■ **TASKS FOR THIS EXERCISE**:
1) Translate this sentence from the quotations on statistical models and independence into Spanish: "A satisfactory prediction of the sequential properties of learning data from a single experiment is by no means a final test of a model."
2) Continue the collection of quotations on statistical models and independence from its end.

"To apply the category of cause and effect means to find out which parts of nature stand in this relation. Similarly, to apply the gestalt category means to find out which parts of nature belong as parts to functional wholes, to discover their position in these wholes, their degree of relative independence, and the articulation of larger wholes into sub-wholes." (Kurt Koffka, 1931)
"If significance tests are required for still larger samples, graphical accuracy is insufficient, and arithmetical methods are advised. A word to the wise is in order here, however. Almost never does it make sense to use exact binomial significance tests on such data - for the inevitable small deviations from the mathematical model of independence and constant split have piled up to such an extent that the binomial variability is deeply buried and unnoticeable. Graphical treatment of such large samples may still be worthwhile because it brings the results more vividly to the eye." (Frederick Mosteller & John W Tukey, "The Uses and Usefulness of Binomial Probability Paper?", Journal of the American Statistical Association 44, 1949)
"A satisfactory prediction of the sequential properties of learning data from a single experiment is by no means a final test of a model. Numerous other criteria - and some more demanding - can be specified. For example, a model with specific numerical parameter values should be invariant to changes in independent variables that explicitly enter in the model." (Robert R Bush & Frederick Mosteller,"A Comparison of Eight Models?", Studies in Mathematical Learning Theory, 1959)
"[A] sequence is random if it has every property that is shared by all infinite sequences of independent samples of random variables from the uniform distribution." (Joel N Franklin, 1962)
"So we pour in data from the past to fuel the decision-making mechanisms created by our models, be they linear or nonlinear. But therein lies the logician's trap: past data from real life constitute a sequence of events rather than a set of independent observations, which is what the laws of probability demand. [...] It is in those outliers and imperfections that the wildness lurks." (Peter L Bernstein, "Against the Gods: The Remarkable Story of Risk", 1996)

■ **DATA SUPPLIED**:
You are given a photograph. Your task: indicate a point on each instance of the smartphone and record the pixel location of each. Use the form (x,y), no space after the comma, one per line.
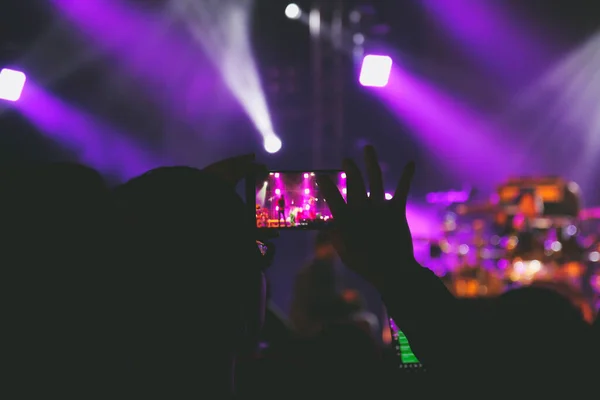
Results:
(406,357)
(292,200)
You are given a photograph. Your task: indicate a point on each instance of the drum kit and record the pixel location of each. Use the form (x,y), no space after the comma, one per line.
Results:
(531,231)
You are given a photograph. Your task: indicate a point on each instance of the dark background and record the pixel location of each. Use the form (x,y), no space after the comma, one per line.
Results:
(282,50)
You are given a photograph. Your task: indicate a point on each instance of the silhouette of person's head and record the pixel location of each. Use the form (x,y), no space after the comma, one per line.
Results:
(193,273)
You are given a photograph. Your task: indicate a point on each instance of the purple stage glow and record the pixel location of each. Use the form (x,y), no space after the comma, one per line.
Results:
(12,83)
(375,71)
(100,146)
(496,37)
(469,146)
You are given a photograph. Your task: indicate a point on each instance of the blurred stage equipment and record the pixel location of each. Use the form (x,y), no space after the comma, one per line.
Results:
(532,230)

■ **EXPECTED OUTPUTS**:
1) Una predicción satisfactoria de las propiedades secuenciales de los datos de aprendizaje a partir de un único experimento no es en absoluto una prueba definitiva de un modelo.

2)
"In error analysis the so-called 'chi-squared' is a measure of the agreement between the uncorrelated internal and the external uncertainties of a measured functional relation. The simplest such relation would be time independence. Theory of the chi-squared requires that the uncertainties be normally distributed. Nevertheless, it was found that the test can be applied to most probability distributions encountered in practice.
"It is important that uncertainty components that are independent of each other are added quadratically. This is also true for correlated uncertainty components, provided they are independent of each other, i.e., as long as there is no correlation between the components.
"The fact that the same uncertainty (e.g., scale uncertainty) is uncorrelated if we are dealing with only one measurement, but correlated (i.e., systematic) if we look at more than one measurement using the same instrument shows that both types of uncertainties are of the same nature. Of course, an uncertainty keeps its characteristics (e.g., Poisson distributed), independent of the fact whether it occurs only once or more often.
"To fulfill the requirements of the theory underlying uncertainties, variables with random uncertainties must be independent of each other and identically distributed. In the limiting case of an infinite number of such variables, these are called normally distributed. However, one usually speaks of normally distributed variables even if their number is finite.
"Bayesian networks provide a more flexible representation for encoding the conditional independence assumptions between the features in a domain. Ideally, the topology of a network should reflect the causal relationships between the entities in a domain. Properly constructed Bayesian networks are relatively powerful models that can capture the interactions between descriptive features in determining a prediction." (John D Kelleher et al, "Fundamentals of Machine Learning for Predictive Data Analytics: Algorithms, worked examples, and case studies", 2015)
"Bayesian networks use a graph-based representation to encode the structural relationships - such as direct influence and conditional independence - between subsets of features in a domain. Consequently, a Bayesian network representation is generally more compact than a full joint distribution (because it can encode conditional independence relationships), yet it is not forced to assert a global conditional independence between all descriptive features. As such, Bayesian network models are an intermediary between full joint distributions and naive Bayes models and offer a useful compromise between model compactness and predictive accuracy." (John D Kelleher et al, "Fundamentals of Machine Learning for Predictive Data Analytics: Algorithms, worked examples, and case studies", 2015)
"The main differences between Bayesian networks and causal diagrams lie in how they are constructed and the uses to which they are put. A Bayesian network is literally nothing more than a compact representation of a huge probability table. The arrows mean only that the probabilities of child nodes are related to the values of parent nodes by a certain formula (the conditional probability tables) and that this relation is sufficient. That is, knowing additional ancestors of the child will not change the formula. Likewise, a missing arrow between any two nodes means that they are independent, once we know the values of their parents. [...] If, however, the same diagram has been constructed as a causal diagram, then both the thinking that goes into the construction and the interpretation of the final diagram change." (Judea Pearl & Dana Mackenzie, "The Book of Why: The new science of cause and effect", 2018)